■ **Stuk uit bron**:
※
DATA - De twee bekendste Nederlandse onderwijzers zijn zonder twijfel Jan Ligthart en Theo Thijssen. Tijdens hun leven waren ze al beroemd, Jan Ligthart vanwege zijn pedagogische opvattingen en Theo Thijssen door zijn romans. Ze zijn allebei geboren in Amsterdam en daarom presenteert het Theo Thijssen Museum dit voorjaar een tentoonstelling onder de titel: ‘Jan Ligthart en Theo Thijssen, twee bevlogen schoolmeesters uit de Jordaan’. De expositie is tot stand gekomen door samenwerking met het Nationaal Onderwijs Museum en het Jan Ligthart Genootschap.
Op de tentoonstelling is onder meer aandacht voor de jeugdjaren van Ligthart en Thijssen, hun opleiding tot onderwijzer, de pedagogische opvattingen en hun literaire werkzaamheden. De teksten worden verlevendigd door mooie foto’s en er is een diatentoonstelling van de schoolplaten waaraan Ligthart meewerkte. Het meest bijzondere in de vitrine is een aflevering van Onder één Dak, het tijdschrift dat door Ligthart en zijn collega’s met de hand werd geschreven en geïllustreerd; van elke aflevering werd slechts 1 exemplaar gemaakt.
Zelf mocht ik een bijdrage aan de tentoonstelling leveren door een inventarisatie te maken van de postume roem die de twee schrijvende onderwijzers ten deel viel. Hiervoor heb ik uigezocht hoeveel scholen en straten er naar Jan Ligthart en Theo Thijssen zijn genoemd. Het is lastig om vast te stellen hoeveel Jan Ligthartscholen en Theo Thijssenscholen er ooit zijn geweest. Ik heb de scholen opgespoord via de reüniesite Schoolbank en via de Historische Kranten van de Koninklijke Bibliotheek. Er kan worden vastgesteld dat er in de loop der jaren er minstens 62 Jan Ligthartscholen en minstens 34 Theo Thijssenscholen zijn geweest.
※
■ **Opdrachten**:
• 1. Verzamel elke regel uit de gegevens waarin het woord "coach" voorkomt. Let op hoofdletters en kleine letters.
• 2. Schrijf een vervolg op de tekst over Ligthart en Thijssen, te beginnen na de laatste zin.
De tekst over Ligthart en Thijssen heeft niets te maken met de gegevens.
※
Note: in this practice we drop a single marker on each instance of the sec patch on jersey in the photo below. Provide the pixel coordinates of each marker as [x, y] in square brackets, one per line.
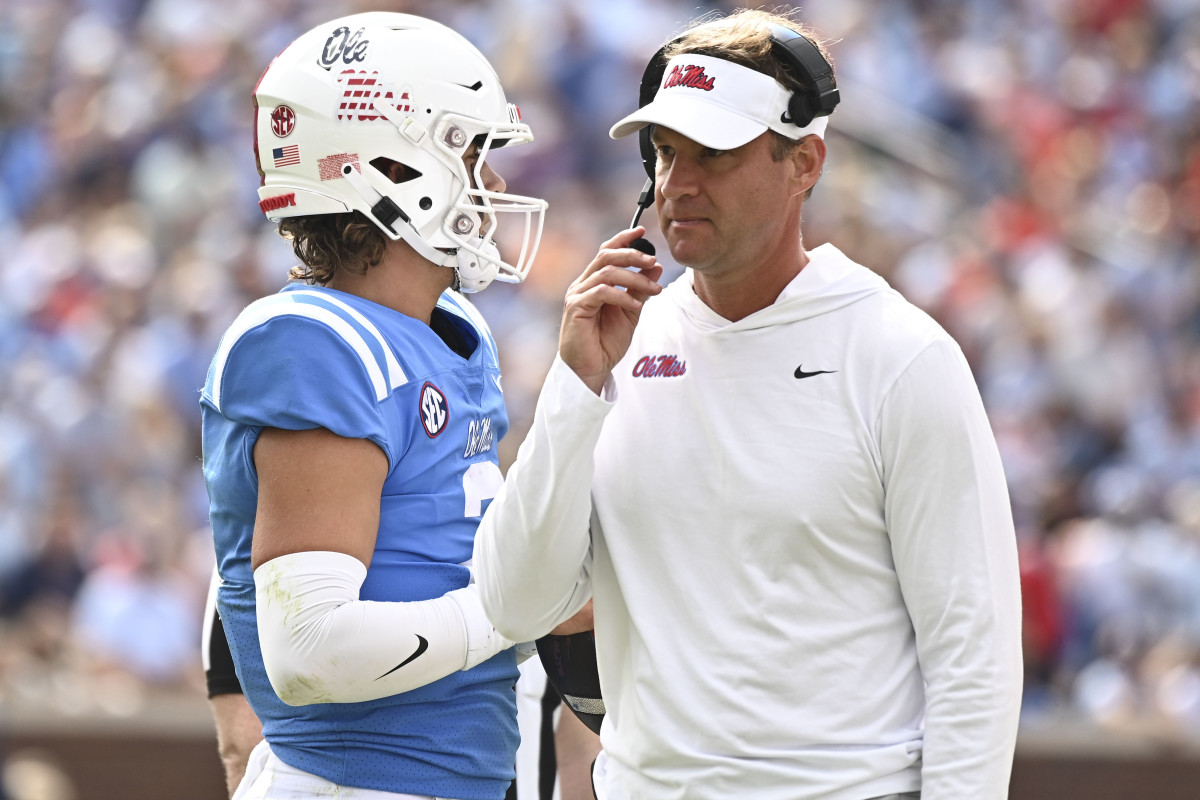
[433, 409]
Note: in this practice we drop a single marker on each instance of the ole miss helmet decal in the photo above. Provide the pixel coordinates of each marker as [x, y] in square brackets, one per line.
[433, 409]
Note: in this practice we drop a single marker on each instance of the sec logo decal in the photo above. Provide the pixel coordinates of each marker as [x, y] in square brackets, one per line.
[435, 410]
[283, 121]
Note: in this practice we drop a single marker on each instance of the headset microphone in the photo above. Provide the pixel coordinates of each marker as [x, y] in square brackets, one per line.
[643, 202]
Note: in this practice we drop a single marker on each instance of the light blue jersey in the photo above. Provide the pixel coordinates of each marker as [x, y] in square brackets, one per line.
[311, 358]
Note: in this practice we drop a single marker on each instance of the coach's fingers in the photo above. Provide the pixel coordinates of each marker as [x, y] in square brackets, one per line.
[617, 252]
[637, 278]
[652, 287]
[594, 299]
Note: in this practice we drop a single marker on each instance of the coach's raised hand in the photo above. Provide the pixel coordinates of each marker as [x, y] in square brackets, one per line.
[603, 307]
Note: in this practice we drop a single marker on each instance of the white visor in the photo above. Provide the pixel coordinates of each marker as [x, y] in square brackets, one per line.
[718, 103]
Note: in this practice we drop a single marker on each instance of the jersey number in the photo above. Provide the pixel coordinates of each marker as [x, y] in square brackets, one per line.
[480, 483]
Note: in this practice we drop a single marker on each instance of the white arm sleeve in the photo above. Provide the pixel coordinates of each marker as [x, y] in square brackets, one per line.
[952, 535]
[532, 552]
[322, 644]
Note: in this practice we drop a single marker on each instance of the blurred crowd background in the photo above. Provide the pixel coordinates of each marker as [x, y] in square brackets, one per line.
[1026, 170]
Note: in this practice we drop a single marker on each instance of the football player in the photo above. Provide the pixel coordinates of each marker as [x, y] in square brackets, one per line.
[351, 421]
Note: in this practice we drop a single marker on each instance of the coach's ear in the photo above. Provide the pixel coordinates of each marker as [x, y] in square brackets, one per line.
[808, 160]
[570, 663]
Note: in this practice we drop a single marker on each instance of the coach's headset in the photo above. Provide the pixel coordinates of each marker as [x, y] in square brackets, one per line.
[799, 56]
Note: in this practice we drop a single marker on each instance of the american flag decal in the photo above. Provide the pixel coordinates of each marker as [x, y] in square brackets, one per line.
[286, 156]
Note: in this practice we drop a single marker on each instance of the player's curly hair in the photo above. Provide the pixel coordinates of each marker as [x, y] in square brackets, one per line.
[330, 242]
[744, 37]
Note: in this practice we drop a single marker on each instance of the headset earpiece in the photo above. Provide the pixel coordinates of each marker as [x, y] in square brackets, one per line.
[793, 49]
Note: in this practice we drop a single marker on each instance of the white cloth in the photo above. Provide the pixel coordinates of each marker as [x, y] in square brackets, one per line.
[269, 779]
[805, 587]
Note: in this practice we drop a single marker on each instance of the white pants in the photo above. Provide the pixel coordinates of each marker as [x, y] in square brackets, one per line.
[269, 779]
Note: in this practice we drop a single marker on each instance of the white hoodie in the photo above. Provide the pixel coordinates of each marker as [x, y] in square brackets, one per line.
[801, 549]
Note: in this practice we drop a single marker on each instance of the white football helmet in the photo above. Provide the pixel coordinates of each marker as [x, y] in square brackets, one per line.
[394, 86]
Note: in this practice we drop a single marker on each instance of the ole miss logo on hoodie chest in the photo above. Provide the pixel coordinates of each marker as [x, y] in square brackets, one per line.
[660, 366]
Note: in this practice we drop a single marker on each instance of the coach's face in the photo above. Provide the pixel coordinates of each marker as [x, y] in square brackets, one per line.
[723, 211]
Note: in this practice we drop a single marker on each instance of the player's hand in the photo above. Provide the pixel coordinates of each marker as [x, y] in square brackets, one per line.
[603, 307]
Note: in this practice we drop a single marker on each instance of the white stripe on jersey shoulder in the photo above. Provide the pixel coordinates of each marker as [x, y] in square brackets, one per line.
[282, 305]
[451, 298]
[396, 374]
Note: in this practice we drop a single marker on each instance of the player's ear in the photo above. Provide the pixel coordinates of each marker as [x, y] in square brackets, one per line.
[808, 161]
※
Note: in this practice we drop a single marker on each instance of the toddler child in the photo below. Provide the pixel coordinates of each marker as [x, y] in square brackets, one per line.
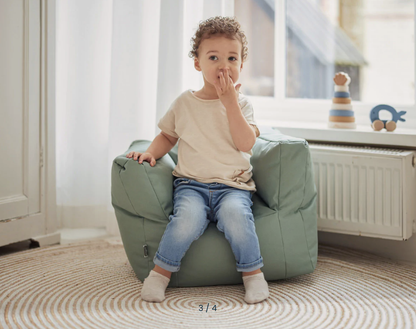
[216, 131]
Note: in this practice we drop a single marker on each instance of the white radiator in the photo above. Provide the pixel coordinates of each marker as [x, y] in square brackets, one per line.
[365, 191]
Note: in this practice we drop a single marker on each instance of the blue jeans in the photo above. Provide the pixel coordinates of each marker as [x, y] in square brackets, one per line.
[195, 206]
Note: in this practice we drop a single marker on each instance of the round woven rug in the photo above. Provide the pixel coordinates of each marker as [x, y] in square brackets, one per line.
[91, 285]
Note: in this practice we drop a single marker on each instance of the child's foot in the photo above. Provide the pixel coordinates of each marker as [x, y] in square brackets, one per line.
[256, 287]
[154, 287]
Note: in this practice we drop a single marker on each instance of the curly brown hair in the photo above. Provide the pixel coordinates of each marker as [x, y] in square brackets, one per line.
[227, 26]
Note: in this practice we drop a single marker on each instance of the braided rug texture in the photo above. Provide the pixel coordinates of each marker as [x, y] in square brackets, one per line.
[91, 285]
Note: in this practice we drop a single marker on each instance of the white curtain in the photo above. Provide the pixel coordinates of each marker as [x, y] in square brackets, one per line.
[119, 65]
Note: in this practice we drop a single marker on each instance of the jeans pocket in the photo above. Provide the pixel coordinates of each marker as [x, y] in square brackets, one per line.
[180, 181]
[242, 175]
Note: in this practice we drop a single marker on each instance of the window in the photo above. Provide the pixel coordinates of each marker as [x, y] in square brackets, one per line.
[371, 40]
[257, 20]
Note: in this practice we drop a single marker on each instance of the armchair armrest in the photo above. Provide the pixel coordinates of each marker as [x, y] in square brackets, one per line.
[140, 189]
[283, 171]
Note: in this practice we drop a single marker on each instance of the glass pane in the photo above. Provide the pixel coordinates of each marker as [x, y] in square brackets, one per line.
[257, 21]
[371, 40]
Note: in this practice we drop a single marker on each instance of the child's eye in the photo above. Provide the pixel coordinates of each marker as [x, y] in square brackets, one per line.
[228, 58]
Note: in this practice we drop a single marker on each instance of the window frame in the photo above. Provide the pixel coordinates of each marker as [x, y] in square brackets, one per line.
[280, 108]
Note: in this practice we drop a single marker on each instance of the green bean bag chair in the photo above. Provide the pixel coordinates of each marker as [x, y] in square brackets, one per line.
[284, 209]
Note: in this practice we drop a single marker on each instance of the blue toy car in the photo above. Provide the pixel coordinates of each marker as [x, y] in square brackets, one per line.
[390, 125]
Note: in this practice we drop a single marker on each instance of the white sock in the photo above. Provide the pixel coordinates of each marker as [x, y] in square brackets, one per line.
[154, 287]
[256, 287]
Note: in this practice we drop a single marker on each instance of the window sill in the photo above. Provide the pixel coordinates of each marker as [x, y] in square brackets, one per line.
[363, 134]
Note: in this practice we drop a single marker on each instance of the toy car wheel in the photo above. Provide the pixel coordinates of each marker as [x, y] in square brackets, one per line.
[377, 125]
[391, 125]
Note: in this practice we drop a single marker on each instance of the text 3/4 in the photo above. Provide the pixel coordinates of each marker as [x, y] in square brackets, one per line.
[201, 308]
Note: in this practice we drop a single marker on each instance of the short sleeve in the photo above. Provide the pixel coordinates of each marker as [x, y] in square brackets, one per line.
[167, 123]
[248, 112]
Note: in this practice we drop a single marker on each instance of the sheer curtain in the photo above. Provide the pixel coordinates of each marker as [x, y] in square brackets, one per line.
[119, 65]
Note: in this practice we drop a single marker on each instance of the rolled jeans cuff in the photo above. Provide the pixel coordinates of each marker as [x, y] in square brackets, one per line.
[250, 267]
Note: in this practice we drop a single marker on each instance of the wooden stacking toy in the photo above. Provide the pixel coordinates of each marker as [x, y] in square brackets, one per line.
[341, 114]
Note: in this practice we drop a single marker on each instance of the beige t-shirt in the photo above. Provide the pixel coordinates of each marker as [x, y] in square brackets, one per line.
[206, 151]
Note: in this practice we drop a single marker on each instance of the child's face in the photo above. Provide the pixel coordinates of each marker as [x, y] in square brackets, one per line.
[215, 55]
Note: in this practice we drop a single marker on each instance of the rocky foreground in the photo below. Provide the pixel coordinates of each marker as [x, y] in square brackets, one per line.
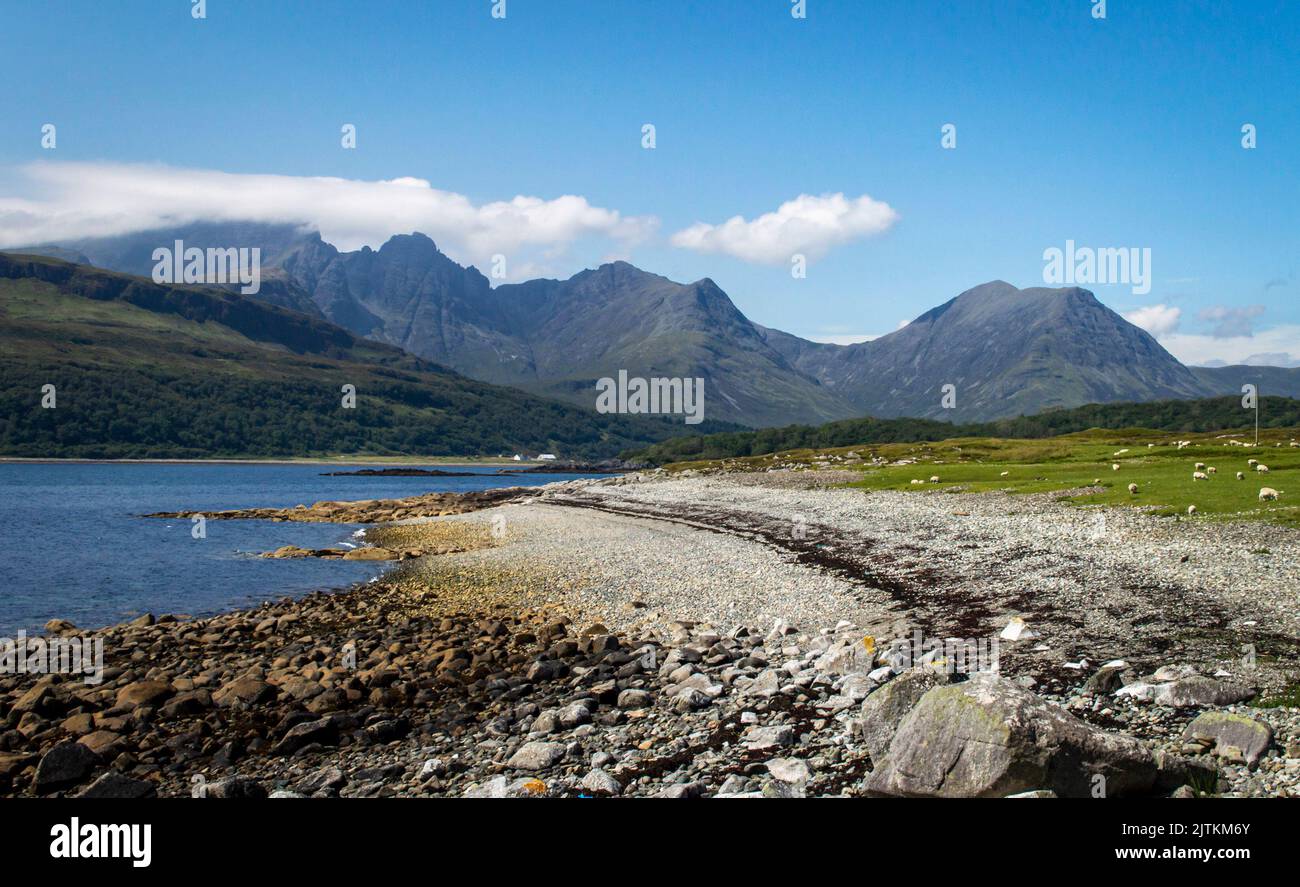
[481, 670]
※
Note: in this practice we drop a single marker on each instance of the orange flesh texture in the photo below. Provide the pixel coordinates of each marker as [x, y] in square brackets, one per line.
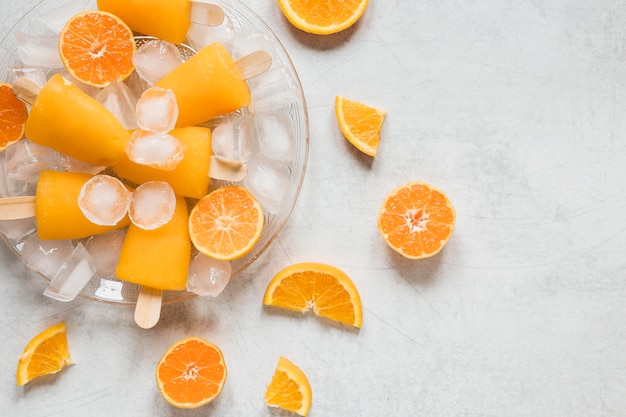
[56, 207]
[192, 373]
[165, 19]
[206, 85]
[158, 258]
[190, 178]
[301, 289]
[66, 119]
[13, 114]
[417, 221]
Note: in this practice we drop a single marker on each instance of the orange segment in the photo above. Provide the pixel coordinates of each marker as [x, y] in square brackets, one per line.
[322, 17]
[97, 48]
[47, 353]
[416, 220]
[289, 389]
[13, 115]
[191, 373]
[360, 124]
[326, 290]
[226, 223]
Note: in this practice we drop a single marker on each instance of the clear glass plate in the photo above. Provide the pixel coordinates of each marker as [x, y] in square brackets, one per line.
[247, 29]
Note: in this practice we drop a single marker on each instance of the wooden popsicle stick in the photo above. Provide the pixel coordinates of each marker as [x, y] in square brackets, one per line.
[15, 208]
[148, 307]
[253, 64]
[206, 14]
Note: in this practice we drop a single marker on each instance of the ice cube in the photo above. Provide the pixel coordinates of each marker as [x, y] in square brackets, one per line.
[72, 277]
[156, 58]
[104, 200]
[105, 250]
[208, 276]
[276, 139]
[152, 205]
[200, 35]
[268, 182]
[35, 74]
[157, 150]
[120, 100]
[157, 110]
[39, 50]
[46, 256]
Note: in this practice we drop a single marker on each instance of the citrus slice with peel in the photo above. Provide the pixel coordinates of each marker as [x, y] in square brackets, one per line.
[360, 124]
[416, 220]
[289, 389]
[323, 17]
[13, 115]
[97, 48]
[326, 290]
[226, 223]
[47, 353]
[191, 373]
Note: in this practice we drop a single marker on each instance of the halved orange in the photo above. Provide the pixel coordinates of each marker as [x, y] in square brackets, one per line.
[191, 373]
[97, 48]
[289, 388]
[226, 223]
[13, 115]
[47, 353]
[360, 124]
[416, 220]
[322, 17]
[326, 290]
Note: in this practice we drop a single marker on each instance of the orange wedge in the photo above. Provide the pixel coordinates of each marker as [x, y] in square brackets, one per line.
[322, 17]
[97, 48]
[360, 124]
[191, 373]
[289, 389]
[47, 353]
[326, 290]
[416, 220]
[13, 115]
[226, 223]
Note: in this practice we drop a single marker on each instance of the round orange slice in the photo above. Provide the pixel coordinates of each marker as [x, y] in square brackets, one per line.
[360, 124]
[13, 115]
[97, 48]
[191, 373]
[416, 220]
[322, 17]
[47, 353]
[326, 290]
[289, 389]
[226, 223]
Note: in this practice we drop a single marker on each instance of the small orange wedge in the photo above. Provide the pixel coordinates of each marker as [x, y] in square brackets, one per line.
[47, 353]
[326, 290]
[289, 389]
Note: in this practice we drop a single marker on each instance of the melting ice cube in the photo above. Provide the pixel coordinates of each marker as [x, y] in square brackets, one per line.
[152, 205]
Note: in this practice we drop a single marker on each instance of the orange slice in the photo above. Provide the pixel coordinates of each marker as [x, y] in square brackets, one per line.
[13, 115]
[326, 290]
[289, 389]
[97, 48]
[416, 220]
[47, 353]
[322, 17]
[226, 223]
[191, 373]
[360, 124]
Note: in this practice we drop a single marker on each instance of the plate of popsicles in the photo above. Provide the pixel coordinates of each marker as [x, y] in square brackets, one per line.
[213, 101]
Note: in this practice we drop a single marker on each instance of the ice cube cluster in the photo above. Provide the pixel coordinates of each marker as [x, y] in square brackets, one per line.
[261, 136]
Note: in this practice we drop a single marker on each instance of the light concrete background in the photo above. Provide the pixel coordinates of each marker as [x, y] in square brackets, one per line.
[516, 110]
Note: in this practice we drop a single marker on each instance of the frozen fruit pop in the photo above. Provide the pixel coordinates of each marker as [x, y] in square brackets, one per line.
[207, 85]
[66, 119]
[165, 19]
※
■ **Antwoorden per opdracht**:
• 1.
Note: in this practice we drop a single marker on each instance of the coach's fingers in the photo above. Provide the pixel coordinates of each marker as [x, y] in square brackets, one per line.
Note: in this practice we drop a single marker on each instance of the coach's raised hand in the photo above. Provide the pixel coordinates of each marker as [x, y] in square brackets, one per line.
Note: in this practice we drop a single marker on each instance of the coach's ear in the photo above. Provide the pixel coordinates of each marker as [x, y] in square brackets, one per line.
Note: in this practice we drop a single marker on each instance of the coach's headset in the photo above. Provide the pixel coordinates of each marker as [x, y] in square brackets, one per line.
Note: in this practice we drop a single marker on each instance of the coach's face in the photo above. Provide the pixel coordinates of each marker as [x, y] in square brackets, one per line.

• 2.
Het was gemakkelijker om de straten, lanen en pleinen die naar Ligthart en Thijssen zijn genoemd te vinden. Via Google Maps en postcode.nl vond ik 22 straten, pleinen enz. die naar Jan Ligthart zijn genoemd en 10 straten die naar Theo Thijssen zijn genoemd. Er is zelfs een Jan Ligthartplein buiten onze landsgrenzen, te weten in Antwerpen (zie afbeelding).
Alle gevonden scholen en straten zijn letterlijk in kaart gebracht. Op de tentoonstelling hangt een kaart van Nederland waarop is aangegeven waar de scholen en straten zich bevinden of bevonden.
Wie waren Jan Ligthart en Theo Thijssen?
Jan Ligthart (1859-1916) is bij het grote publiek bekend geworden als één van de schrijvers van de boekjes over Ot en Sien. Hij schreef ze samen met H. Scheepstra en C. Jetses (illustrator). Ligthart begon zijn onderwijsloopbaan op twaalfjarige leeftijd als kwekeling op een armenschool in Amsterdam. Zijn onderwijsaktes haalde hij op de normaalschool. In 1885 werd hij hoofd van een school in de schilderswijk van Den Haag. Zijn ideeën over onderwijs weken sterk af van de hoofdonderwijzers op andere scholen. In die tijd zagen veel pedagogen de kinderen als lege vaten die gevuld moesten worden. Ligthart ontwikkelde een onderwijsmethode die beter aansloot bij de leefwereld van zijn leerlingen. Die methode heette Het Volle Leven, hiermee was hij zijn tijd ver vooruit. Hij bedacht, samen met Scheepstra en Jetses, het aap-noot-mies-leesplankje. In het Zuiderpark van Den Haag staat ter ere van Jan Ligthart het Ot en Sien monument. Barbara de Jong verdedigde in 1996 een proefschrift over het leven en werk van Jan Ligthart. Het Jan Ligthartgenootschap probeert middels publicaties de herinnering aan deze belangrijke pedagoog levend te houden.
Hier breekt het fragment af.